▸ TEXTE À ANALYSER
------
Peu après la victoire, Godefroy de Bouillon est élu roi de Jérusalem (22 juillet) plutôt, avoué du Saint-Sépulcre. Les « Provençaux » ont voté pour lui, ayant très certainement le mandat de Raimond de Saint-Gilles. Le comte de Toulouse est néanmoins déçu, faisant des difficultés pour restituer la tour de David à son heureux rival. Finalement, il quitte Jérusalem, pour aller se baigner dans le Jourdain (28 juillet). Peu après, il participe à la bataille d'Ascalon, ville côtière située au nord de Gaza (12 août). De nouveau, Raimond se distingue au combat. Mais une malheureuse dispute éclate entre lui et Godefroy de Bouillon pour la possession de la ville. Il est temps d'aller ailleurs. Déjà son esprit se tourne vers le Nord, vers Tripoli qu'il a entrevu lors de la marche sur Jérusalem.

En participant héroïquement à la délivrance de Jérusalem, Raimond de Saint-Gilles a accompli son vœu. Mais il estime avoir encore une mission à remplir : maintenir la présence chrétienne en Terre Sainte. Dans son esprit, il s'agit de transformer ce pays en refuge pour les pèlerins et en base militaire contre les Musulmans. Il ne faut cependant pas s'y méprendre : il n'est pas du tout question d'annexer des territoires appartenant à l'empereur byzantin — ce serait contraire au « pacte de Constantinople » ; seules, les terres sarrasines seront soumises à la suzeraineté chrétienne.
------
▸ DONNÉES FOURNIES
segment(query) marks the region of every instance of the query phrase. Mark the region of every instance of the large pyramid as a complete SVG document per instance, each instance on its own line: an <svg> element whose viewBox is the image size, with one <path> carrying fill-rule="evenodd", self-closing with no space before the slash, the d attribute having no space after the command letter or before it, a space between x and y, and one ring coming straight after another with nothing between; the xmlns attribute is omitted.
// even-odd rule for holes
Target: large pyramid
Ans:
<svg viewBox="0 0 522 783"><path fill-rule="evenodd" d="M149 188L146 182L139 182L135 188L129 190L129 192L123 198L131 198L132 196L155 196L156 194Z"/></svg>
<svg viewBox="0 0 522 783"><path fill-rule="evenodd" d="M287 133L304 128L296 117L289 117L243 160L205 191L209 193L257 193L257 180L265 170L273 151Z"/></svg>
------
▸ CONSIGNE
Recopiez le texte à analyser dans son intégralité, sans en modifier un seul caractère.

▸ RÉPONSE ATTENDUE
Peu après la victoire, Godefroy de Bouillon est élu roi de Jérusalem (22 juillet) plutôt, avoué du Saint-Sépulcre. Les « Provençaux » ont voté pour lui, ayant très certainement le mandat de Raimond de Saint-Gilles. Le comte de Toulouse est néanmoins déçu, faisant des difficultés pour restituer la tour de David à son heureux rival. Finalement, il quitte Jérusalem, pour aller se baigner dans le Jourdain (28 juillet). Peu après, il participe à la bataille d'Ascalon, ville côtière située au nord de Gaza (12 août). De nouveau, Raimond se distingue au combat. Mais une malheureuse dispute éclate entre lui et Godefroy de Bouillon pour la possession de la ville. Il est temps d'aller ailleurs. Déjà son esprit se tourne vers le Nord, vers Tripoli qu'il a entrevu lors de la marche sur Jérusalem.

En participant héroïquement à la délivrance de Jérusalem, Raimond de Saint-Gilles a accompli son vœu. Mais il estime avoir encore une mission à remplir : maintenir la présence chrétienne en Terre Sainte. Dans son esprit, il s'agit de transformer ce pays en refuge pour les pèlerins et en base militaire contre les Musulmans. Il ne faut cependant pas s'y méprendre : il n'est pas du tout question d'annexer des territoires appartenant à l'empereur byzantin — ce serait contraire au « pacte de Constantinople » ; seules, les terres sarrasines seront soumises à la suzeraineté chrétienne.